■ **Required work**: Omit every image, and transcribe the remaining entries exactly as given.

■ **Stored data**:
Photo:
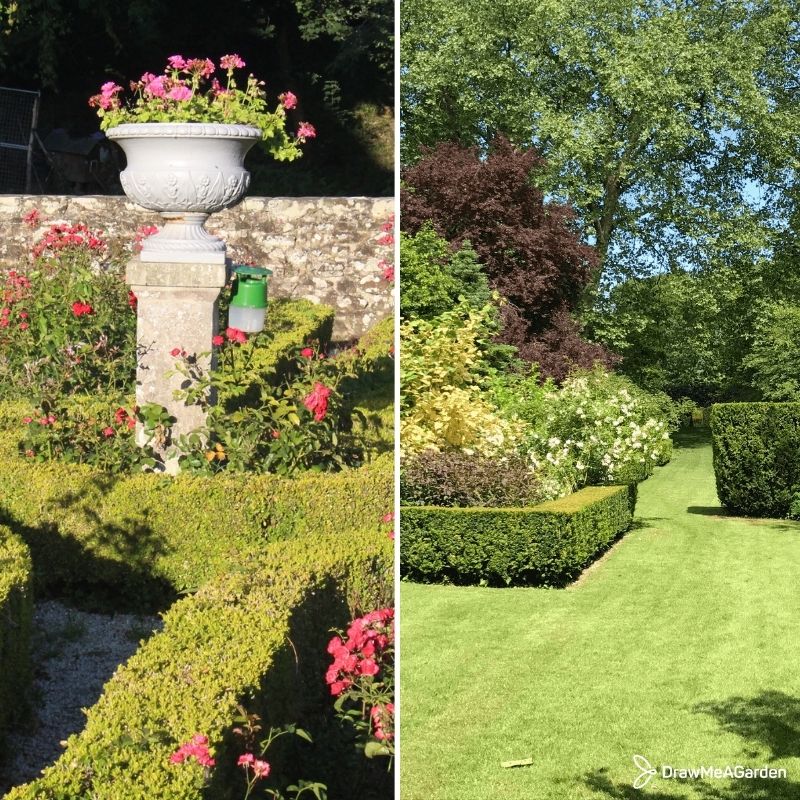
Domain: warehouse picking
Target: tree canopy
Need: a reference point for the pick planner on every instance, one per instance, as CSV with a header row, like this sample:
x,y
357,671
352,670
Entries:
x,y
670,125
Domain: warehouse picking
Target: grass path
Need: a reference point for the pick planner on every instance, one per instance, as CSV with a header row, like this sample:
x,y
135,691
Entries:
x,y
682,645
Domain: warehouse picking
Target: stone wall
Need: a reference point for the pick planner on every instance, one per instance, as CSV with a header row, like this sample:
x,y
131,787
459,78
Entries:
x,y
322,248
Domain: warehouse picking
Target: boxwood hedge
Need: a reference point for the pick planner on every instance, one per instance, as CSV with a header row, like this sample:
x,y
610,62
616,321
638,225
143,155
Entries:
x,y
545,544
756,456
256,636
16,607
149,536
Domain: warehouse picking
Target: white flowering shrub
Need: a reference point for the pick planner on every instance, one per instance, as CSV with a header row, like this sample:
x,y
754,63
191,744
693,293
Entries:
x,y
609,430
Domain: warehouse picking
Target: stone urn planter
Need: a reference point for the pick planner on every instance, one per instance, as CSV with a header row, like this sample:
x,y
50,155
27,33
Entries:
x,y
185,171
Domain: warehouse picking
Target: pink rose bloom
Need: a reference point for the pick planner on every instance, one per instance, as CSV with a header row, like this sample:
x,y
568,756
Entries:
x,y
110,88
32,217
288,100
232,61
180,92
306,131
235,335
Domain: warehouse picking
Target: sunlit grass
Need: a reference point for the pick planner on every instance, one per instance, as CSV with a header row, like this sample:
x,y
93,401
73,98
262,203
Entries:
x,y
681,645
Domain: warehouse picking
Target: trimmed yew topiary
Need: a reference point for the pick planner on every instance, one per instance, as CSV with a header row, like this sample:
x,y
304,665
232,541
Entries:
x,y
16,608
756,456
546,544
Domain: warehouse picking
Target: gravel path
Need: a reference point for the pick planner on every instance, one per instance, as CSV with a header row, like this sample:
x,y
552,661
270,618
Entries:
x,y
74,654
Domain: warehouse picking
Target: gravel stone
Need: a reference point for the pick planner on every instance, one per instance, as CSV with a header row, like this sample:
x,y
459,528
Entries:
x,y
74,654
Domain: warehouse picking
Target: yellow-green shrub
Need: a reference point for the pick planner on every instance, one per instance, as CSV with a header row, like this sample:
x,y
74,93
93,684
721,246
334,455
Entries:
x,y
16,607
256,636
441,402
549,543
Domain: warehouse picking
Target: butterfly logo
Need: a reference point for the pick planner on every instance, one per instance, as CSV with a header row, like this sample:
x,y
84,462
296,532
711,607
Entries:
x,y
647,771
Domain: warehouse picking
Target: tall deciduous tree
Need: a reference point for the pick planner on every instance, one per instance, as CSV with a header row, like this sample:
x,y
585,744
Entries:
x,y
672,125
530,249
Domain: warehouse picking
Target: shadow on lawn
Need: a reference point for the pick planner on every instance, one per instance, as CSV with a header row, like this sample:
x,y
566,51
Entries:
x,y
768,721
709,511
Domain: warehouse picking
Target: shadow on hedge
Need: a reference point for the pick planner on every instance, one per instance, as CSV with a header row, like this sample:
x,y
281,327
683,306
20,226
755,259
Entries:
x,y
294,691
101,584
767,721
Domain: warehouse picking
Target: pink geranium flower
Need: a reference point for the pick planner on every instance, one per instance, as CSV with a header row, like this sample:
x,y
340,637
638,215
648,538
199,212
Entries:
x,y
306,131
179,92
155,86
317,401
288,100
232,61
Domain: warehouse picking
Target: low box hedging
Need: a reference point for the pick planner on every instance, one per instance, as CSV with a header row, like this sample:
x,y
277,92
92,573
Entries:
x,y
16,608
256,637
545,544
290,324
756,456
148,536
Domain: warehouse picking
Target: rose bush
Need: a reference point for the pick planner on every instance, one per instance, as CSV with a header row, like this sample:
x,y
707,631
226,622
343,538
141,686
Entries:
x,y
67,320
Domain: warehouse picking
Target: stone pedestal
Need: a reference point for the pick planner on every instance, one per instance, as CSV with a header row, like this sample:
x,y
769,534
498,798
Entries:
x,y
177,308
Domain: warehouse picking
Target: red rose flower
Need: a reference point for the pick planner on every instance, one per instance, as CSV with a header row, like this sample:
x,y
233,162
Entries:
x,y
317,401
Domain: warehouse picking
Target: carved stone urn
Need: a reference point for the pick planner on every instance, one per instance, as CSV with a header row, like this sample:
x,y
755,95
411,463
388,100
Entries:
x,y
185,171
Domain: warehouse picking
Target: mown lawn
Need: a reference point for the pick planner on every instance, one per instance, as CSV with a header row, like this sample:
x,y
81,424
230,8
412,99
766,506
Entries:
x,y
682,645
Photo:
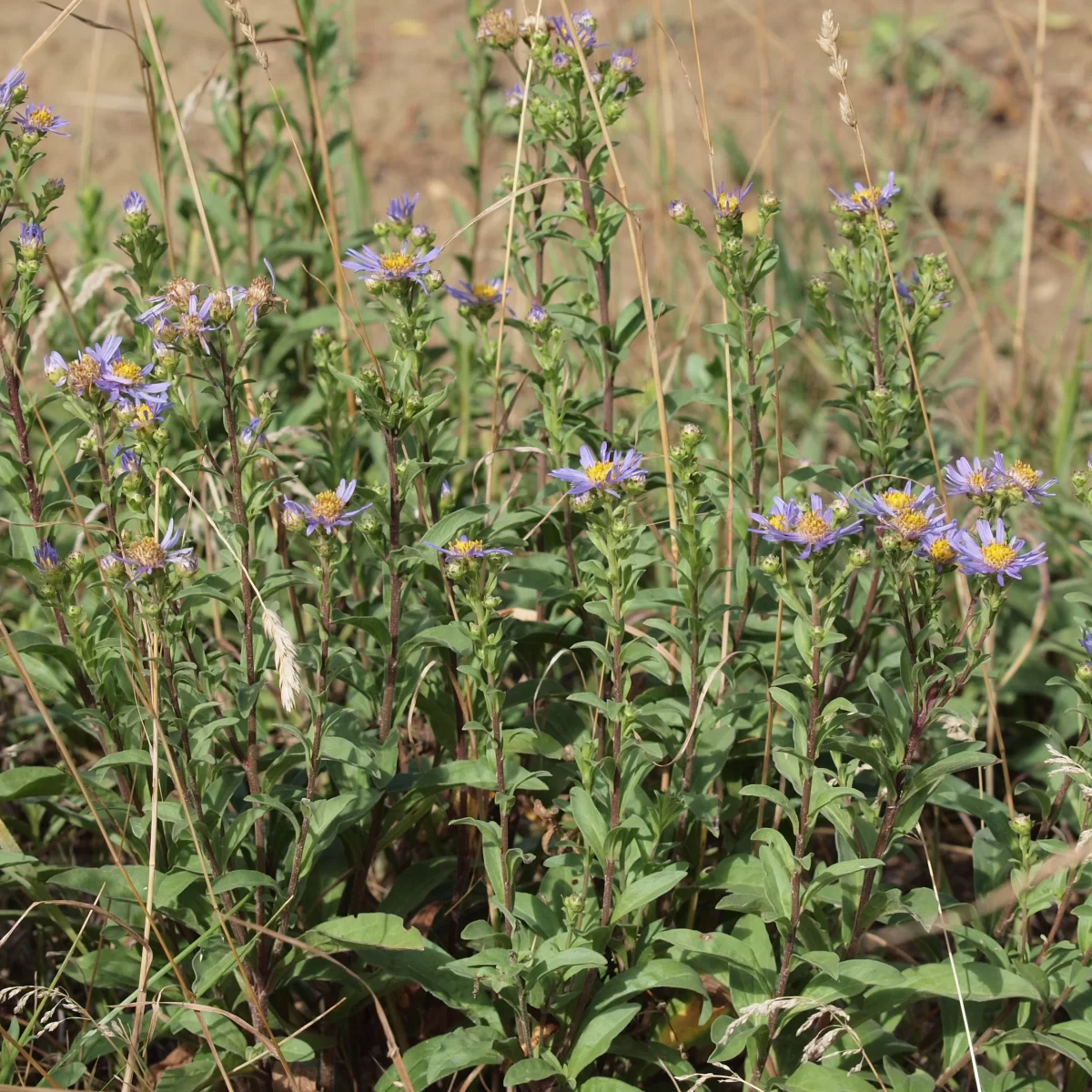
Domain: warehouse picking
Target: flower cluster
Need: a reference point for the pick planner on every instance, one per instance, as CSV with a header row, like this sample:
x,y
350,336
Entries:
x,y
327,512
813,529
609,473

■ **In response**:
Photo:
Domain: warehouse picking
Target: tree canopy
Need: a reference point for the pick planner on every instance, one per instance, as CSV with a header row, like this sample:
x,y
357,671
352,670
Entries:
x,y
670,125
Domain: warehouse picking
Target: grass path
Need: a reference point for the pick planner on every instance, one per instance, as CSV with a header row, like this sample:
x,y
135,691
Entries:
x,y
682,645
Domain: warehouse picking
Target: stone wall
Need: a reference point for the pick planner on every instance, one per instance, as CSV with a header row, like this sample:
x,y
131,787
459,78
Entries:
x,y
322,248
Domain: warehouse picking
Target: boxwood hedge
Need: a reference point for the pick planner on every instance, one per instance, as CSV with a header row, like this sample:
x,y
610,62
616,321
638,225
143,155
Entries:
x,y
545,544
756,456
256,636
16,607
149,536
Domain: warehouse picking
Target: white flowering shrub
Need: a reference point for the pick planner on every instance, one per instance, as CSV with a header row, like this sample:
x,y
754,63
191,744
693,293
Entries:
x,y
609,430
Domain: warehouse picking
Target: stone urn planter
Need: a reference point for the pick planner on every instance, one per instance, as CSV with a header row, like this sample:
x,y
50,155
27,33
Entries:
x,y
185,171
Domain: warehouse picking
Target: pink rose bloom
Need: a reference point for the pick planner on every instance, one per instance, as CSV with a header row, like this sample:
x,y
568,756
Entries:
x,y
110,88
32,217
288,100
232,61
180,92
306,131
235,335
Domain: warehouse picking
Target: sunlit grass
Need: a reference point for the pick planner on every instance, one per instance, as CSV with a header row, like this sample:
x,y
93,401
73,98
262,203
Entries:
x,y
681,645
Domain: warehouse picking
Target: trimmed yew topiary
Need: a reference point for the pick planner on every instance, one per instance, as CSV with a header row, like this sample:
x,y
304,665
232,541
Entries:
x,y
16,608
756,456
546,544
Domain: warehouse picking
Target: gravel path
Need: a reference point for the pick planner on every instance, one per instance, as CSV with a header row, like this sample:
x,y
552,661
270,618
Entries:
x,y
74,654
Domain: warehouse picking
Target: gravel stone
Need: a reference point for the pick planner on every instance, one per instance, as CSV with a header row, like this sample:
x,y
459,528
Entries:
x,y
74,654
Domain: warehouse picking
Target: yellow-green shrub
Need: a reference point for the pick planner on every instance, one per instance, as CSV with a header row, like this sample:
x,y
74,93
93,684
721,246
334,455
Entries:
x,y
16,607
256,636
441,402
549,543
Domain: warehouse picking
Target: butterfly logo
Need: a reference point for the pick planner on every instance, one per instance, as CSV with a header row, like this sample:
x,y
84,462
296,532
711,607
Entries:
x,y
647,771
Domain: warehouse picking
Target: tall deciduous tree
Need: a reference point for the pick planner on every instance, one per instance, as CSV with a header row, like this sample:
x,y
585,744
Entries:
x,y
672,125
530,249
Domain: warehouse picking
Target: shadow on lawn
Need: a reference point for the pick planner on every instance, one per instance, as CSV with a header row, like this sample:
x,y
566,51
Entries:
x,y
768,721
709,511
Domain: warehouse picking
Target: shadow on hedge
Need: a reference point for the pick planner on every instance, one per instance, as CSV with a header row, like this sample:
x,y
281,327
683,306
20,226
755,259
Entries:
x,y
294,691
101,584
767,721
Domain: warehouse picking
Target: pink geranium flower
Need: a reference point for the pick planner on every instance, one per instance, as CSV with a header row, like this sample:
x,y
340,637
638,215
648,538
199,212
Entries:
x,y
306,131
179,92
155,86
317,401
288,100
232,61
Domain: warehouse picking
Target: low box hedging
Need: a reference point for the pick planner on every instance, one per instance, as CSV with a header row, like this sample:
x,y
277,92
92,573
Entries:
x,y
16,608
256,637
545,544
290,324
756,456
148,536
Domain: warehouse picking
Target: rose bush
Need: a reference point for the pick planner on every instance, one per instance, as CSV with a header row, like this sample:
x,y
707,631
226,622
343,538
141,686
Entries:
x,y
67,320
Domain: warehouse picking
Target: stone pedestal
Need: a reference point for the pick planner on every instance, one per instance, as CSV with a header row, like this sample:
x,y
769,534
498,798
Entries:
x,y
177,308
Domain: warehouse picking
Target: red rose flower
Need: a reference point for the pick planner on every instance, one per instance, as CSV with a header row, like this sample:
x,y
233,162
Entries:
x,y
317,401
Domain: warehouse picking
Target: carved stone urn
Need: a reference point for the pick planner on every instance, one per instance, as CSV with a header row, like this sample:
x,y
755,95
411,463
388,100
Entries:
x,y
185,171
Domain: warehouse picking
Target: mown lawn
Need: a reference point for the pick planner on every instance, one per instance, as CSV with a header row, like this sample:
x,y
81,424
230,8
412,99
766,506
Entries:
x,y
682,645
Photo:
Domain: warehouse picking
Target: flower cluster
Need: a reference point for the pick planner on every instance, one per instance, as CSV with a header row, like this sample:
x,y
350,336
Entries:
x,y
327,512
813,529
609,473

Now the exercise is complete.